• **DOCUMENT SECTION**
Saturday, October 3, 2009

"Testing" Affirmative Action: Saturday Evening Review

The relationship between the Equal Protection Clause and the 1964 Civil Rights Act (especially Titles VI and VII) was once an amicable one.  Indeed, it was so amicable that one could conveniently ignore the Civil Rights Act when teaching equal protection doctrine; a student query about a reference to Title VI or Title VII could be answered summarily.

Contemporary equal protection doctrine, however, renders any racial classification subject to strict scrutiny, with the consequence that a state actor trying to comply with the 1964 Civil Rights Act and prevent racial disparities may be successfully sued for considering race. In his concurring opinion in Ricci v. DeStefano, Justice Scalia wrote

The Court's resolution of these cases makes it unnecessary to resolve these matters today. But the war between disparate impact and equal protection will be waged sooner or later, and it behooves us to begin thinking about how- - - and on what terms - - - to make peace between them.

• **GIVEN DATA**
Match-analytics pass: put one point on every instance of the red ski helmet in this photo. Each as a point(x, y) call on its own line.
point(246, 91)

• **PROBLEM STATEMENT**
Reproduce word for word the passage of the affirmative action post from "The relationship between" to "be answered summarily.".

• **REPLY TO THE EXERCISE**
The relationship between the Equal Protection Clause and the 1964 Civil Rights Act (especially Titles VI and VII) was once an amicable one.  Indeed, it was so amicable that one could conveniently ignore the Civil Rights Act when teaching equal protection doctrine; a student query about a reference to Title VI or Title VII could be answered summarily.